◆ **WHAT YOU WILL DO**
If a line in the entries below includes "masonry", pick it out and copy it.

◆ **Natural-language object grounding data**
Content starts

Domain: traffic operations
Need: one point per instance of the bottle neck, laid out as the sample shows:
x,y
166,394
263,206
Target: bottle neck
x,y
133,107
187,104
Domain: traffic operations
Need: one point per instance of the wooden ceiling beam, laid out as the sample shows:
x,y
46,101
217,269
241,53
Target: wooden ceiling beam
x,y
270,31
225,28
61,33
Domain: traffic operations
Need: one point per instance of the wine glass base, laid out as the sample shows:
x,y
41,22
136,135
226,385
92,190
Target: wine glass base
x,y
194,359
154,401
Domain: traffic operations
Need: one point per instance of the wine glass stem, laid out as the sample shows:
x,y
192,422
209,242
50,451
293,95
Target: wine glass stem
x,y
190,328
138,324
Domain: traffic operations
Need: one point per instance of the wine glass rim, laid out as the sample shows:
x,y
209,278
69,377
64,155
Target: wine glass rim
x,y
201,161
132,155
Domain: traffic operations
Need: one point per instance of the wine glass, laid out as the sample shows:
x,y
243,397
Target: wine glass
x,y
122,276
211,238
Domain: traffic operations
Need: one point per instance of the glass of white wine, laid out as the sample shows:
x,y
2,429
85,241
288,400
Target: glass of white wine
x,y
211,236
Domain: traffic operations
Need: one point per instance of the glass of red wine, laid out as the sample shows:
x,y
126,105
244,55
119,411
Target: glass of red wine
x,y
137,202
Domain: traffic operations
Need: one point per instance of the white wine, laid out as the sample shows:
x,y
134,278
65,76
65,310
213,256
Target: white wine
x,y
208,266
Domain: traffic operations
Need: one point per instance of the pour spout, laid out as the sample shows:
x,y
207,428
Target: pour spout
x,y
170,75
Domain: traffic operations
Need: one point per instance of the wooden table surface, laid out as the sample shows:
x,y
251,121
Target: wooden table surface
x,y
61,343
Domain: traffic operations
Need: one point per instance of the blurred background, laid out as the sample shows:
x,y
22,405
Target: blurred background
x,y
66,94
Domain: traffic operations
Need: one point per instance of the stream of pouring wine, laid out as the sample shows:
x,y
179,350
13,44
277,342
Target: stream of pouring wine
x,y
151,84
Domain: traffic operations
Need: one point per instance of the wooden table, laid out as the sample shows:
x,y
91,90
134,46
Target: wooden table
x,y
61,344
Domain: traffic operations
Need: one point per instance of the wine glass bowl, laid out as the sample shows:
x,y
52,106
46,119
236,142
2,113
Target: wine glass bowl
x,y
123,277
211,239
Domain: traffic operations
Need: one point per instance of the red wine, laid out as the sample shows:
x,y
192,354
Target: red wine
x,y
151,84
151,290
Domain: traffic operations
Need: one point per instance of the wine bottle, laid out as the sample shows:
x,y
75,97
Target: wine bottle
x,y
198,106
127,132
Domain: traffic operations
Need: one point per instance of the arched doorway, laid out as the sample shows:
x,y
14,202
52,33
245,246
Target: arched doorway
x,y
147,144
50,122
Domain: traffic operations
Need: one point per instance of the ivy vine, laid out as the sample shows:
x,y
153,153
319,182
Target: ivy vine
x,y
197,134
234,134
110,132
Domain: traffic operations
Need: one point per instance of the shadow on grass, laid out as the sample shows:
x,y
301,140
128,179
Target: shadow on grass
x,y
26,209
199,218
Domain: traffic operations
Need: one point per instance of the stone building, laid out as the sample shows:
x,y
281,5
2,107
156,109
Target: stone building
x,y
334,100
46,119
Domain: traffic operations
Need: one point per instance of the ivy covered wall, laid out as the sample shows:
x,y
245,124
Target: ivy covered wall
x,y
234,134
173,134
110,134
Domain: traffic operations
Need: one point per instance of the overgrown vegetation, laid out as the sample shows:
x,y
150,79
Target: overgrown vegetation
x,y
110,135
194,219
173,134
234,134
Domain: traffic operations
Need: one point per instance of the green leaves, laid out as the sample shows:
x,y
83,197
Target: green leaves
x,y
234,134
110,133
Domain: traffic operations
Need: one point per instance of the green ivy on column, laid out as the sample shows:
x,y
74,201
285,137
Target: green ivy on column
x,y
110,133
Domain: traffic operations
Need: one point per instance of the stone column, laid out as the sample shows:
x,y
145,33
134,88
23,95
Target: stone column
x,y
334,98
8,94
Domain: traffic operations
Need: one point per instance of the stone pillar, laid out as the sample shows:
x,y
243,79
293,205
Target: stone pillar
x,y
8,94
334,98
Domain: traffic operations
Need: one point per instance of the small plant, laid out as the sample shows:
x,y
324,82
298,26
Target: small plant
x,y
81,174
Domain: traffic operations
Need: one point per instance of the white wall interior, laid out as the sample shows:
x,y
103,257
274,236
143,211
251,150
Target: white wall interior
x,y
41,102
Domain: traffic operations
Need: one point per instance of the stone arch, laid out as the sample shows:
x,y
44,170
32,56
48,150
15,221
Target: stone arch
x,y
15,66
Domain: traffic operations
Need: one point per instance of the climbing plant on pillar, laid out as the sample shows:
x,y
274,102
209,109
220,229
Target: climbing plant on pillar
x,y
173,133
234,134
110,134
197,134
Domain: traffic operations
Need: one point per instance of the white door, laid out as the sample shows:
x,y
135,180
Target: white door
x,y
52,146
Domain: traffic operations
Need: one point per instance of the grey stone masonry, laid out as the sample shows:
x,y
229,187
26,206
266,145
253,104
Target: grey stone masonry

Content ends

◆ **REPLY TO THE EXERCISE**
Need: one point per instance of the grey stone masonry, laid out as the sample shows:
Target: grey stone masonry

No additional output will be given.